▶ _Document_:
——
Running is by it's nature a discipline and frankly, a pain in the arse to indulge. I certainly get addicted to it, but it self-regulates because it is by it's nature effort.

Video games I should quit, but I am reluctant to because like facebook, for it's many downsides it has it's uses to a visual artist. It also is regulated by being constrained to my computer. I have to come here and make time to play the games. I am not seeking to eliminate all escapism from my life.

I notice I am far more likely to actually deal with shit now. By virtue of having less security blankets, those I do have become far more transparent, far more flimsy. Running indeed is little more than a planning exercise for dealing with shit. I emerge from it focused and relaxed. If only the same could be said for video games.

I imagine it is possible to live without security blankets entirely, without short term avoidance strategies. I am not sure if it is desirable.

A guy at a party I was at earlier this evening said of my non-drinking 'whether you are a hardcore drinker or a hardcore abstainer, you are still letting alcohol control your life' which I think is true and speaks to the tragedy of addiction. It does never leave you.

But with this common ground, the two choices are very different, and those differences have meaning. If you can beat one specific addiction, even if it results in you having an addiction to carrot sticks as a cigarette substitute, I feel you certainly should.
——
Stored dataset items:
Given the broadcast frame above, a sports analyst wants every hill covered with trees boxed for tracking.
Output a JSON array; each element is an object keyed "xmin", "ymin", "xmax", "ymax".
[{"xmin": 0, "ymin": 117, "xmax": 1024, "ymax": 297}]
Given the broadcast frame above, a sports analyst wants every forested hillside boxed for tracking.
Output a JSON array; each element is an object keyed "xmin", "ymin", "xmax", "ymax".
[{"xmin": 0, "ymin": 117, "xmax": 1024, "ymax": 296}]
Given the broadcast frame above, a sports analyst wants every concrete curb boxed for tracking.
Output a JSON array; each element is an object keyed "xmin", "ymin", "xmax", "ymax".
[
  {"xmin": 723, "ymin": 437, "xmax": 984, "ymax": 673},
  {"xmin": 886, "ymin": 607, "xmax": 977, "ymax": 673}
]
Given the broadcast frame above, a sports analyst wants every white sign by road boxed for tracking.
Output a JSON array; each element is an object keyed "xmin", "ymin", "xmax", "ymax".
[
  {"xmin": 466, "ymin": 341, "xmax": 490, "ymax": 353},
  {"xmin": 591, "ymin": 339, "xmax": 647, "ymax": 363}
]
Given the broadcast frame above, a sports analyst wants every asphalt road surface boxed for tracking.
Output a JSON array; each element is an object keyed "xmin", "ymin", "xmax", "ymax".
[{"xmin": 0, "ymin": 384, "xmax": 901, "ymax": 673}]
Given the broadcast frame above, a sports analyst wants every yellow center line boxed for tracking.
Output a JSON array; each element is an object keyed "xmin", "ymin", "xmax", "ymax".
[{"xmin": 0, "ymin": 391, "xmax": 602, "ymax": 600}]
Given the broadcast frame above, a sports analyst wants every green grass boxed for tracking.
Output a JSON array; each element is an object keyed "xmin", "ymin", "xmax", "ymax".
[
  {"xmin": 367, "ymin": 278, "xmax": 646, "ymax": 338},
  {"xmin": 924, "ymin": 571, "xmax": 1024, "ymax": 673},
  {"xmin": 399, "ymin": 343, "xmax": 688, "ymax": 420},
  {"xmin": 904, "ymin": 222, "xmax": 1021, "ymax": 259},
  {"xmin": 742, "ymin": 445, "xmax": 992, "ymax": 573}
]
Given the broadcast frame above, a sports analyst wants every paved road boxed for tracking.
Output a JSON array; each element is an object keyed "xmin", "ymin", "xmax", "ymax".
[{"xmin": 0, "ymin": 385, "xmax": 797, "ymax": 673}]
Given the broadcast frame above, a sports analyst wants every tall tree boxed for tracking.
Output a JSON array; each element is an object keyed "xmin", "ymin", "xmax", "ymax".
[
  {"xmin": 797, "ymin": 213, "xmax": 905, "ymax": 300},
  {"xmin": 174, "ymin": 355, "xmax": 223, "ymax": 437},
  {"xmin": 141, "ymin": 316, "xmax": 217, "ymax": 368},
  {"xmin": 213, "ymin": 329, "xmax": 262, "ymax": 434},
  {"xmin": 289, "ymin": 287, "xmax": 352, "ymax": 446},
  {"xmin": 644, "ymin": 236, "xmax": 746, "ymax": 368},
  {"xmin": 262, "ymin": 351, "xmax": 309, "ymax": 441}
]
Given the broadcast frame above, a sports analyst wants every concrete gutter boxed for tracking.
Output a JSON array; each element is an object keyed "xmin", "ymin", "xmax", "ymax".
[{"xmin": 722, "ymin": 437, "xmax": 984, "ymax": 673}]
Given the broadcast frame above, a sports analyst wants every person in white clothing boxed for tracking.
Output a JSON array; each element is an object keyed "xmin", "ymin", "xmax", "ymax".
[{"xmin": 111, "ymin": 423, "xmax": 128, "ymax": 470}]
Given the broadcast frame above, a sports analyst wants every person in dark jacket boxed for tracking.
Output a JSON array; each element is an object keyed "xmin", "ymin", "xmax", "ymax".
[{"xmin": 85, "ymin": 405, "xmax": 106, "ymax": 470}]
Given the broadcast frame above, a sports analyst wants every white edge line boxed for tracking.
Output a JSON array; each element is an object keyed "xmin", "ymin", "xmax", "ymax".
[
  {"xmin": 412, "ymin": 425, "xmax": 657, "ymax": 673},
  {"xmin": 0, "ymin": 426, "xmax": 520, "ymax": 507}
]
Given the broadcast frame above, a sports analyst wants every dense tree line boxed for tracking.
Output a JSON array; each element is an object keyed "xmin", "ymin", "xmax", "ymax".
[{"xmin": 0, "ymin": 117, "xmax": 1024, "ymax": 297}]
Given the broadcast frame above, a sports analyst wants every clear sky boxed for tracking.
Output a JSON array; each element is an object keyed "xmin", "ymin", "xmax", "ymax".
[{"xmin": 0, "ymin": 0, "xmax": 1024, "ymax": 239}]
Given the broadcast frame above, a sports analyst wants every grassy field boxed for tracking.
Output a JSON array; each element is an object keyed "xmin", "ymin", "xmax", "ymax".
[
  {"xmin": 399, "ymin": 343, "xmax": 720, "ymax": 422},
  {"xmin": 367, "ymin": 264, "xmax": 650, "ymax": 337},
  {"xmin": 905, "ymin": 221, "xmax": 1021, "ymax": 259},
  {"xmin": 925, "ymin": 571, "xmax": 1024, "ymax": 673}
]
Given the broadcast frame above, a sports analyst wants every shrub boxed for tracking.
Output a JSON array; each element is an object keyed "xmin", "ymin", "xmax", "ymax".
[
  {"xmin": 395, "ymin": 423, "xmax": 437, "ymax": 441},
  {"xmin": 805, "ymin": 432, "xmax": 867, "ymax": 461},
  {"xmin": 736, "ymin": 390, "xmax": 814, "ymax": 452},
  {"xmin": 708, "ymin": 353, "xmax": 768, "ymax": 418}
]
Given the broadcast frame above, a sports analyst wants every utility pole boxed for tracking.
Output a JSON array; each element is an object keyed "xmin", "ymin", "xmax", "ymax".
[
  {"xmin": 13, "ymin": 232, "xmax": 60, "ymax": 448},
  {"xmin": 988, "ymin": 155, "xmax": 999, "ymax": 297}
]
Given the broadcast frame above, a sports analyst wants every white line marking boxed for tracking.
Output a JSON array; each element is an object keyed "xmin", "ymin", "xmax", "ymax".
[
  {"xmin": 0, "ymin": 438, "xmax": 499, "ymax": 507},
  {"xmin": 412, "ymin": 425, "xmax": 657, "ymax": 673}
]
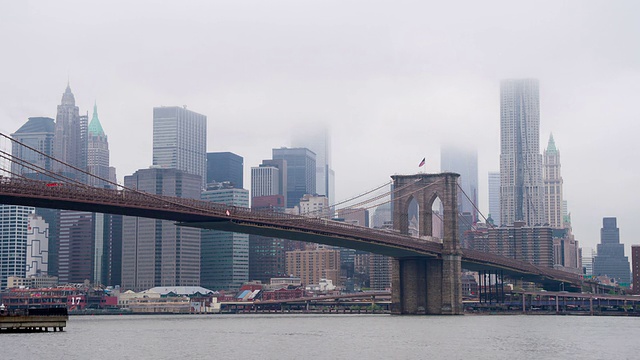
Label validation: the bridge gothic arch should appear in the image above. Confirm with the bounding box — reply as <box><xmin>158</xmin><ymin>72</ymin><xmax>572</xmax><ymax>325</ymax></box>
<box><xmin>391</xmin><ymin>173</ymin><xmax>463</xmax><ymax>314</ymax></box>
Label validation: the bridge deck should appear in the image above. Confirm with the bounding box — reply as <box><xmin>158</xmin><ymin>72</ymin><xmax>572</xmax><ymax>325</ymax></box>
<box><xmin>0</xmin><ymin>177</ymin><xmax>582</xmax><ymax>285</ymax></box>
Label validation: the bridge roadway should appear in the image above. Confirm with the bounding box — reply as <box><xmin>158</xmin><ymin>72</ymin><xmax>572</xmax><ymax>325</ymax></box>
<box><xmin>0</xmin><ymin>176</ymin><xmax>582</xmax><ymax>289</ymax></box>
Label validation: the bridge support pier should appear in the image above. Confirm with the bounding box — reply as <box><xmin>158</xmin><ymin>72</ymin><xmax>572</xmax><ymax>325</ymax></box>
<box><xmin>391</xmin><ymin>254</ymin><xmax>463</xmax><ymax>315</ymax></box>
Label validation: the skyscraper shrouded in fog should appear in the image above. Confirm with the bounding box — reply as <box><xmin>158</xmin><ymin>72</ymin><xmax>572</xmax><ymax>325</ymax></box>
——
▶ _Aim A_: Reproduce the part of the essay on running and escapism that opens with the words containing "Video games I" and closes with "for video games.".
▶ _Aim B_: Render the stored dataset items as a JSON list of strings, one string per line and blank lines omitted. Include only the part that opens with the line containing "Label validation: the bridge support" and closes at the last line of the items.

▶ _Task answer A_:
Video games I should quit, but I am reluctant to because like facebook, for it's many downsides it has it's uses to a visual artist. It also is regulated by being constrained to my computer. I have to come here and make time to play the games. I am not seeking to eliminate all escapism from my life.

I notice I am far more likely to actually deal with shit now. By virtue of having less security blankets, those I do have become far more transparent, far more flimsy. Running indeed is little more than a planning exercise for dealing with shit. I emerge from it focused and relaxed. If only the same could be said for video games.

▶ _Task answer B_:
[
  "Label validation: the bridge support pier should appear in the image above. Confirm with the bounding box — reply as <box><xmin>158</xmin><ymin>72</ymin><xmax>572</xmax><ymax>325</ymax></box>",
  "<box><xmin>391</xmin><ymin>254</ymin><xmax>463</xmax><ymax>315</ymax></box>",
  "Label validation: the skyscraper shrouded in fog should appear in the image above. Confirm with the bounding box — reply as <box><xmin>158</xmin><ymin>72</ymin><xmax>572</xmax><ymax>325</ymax></box>"
]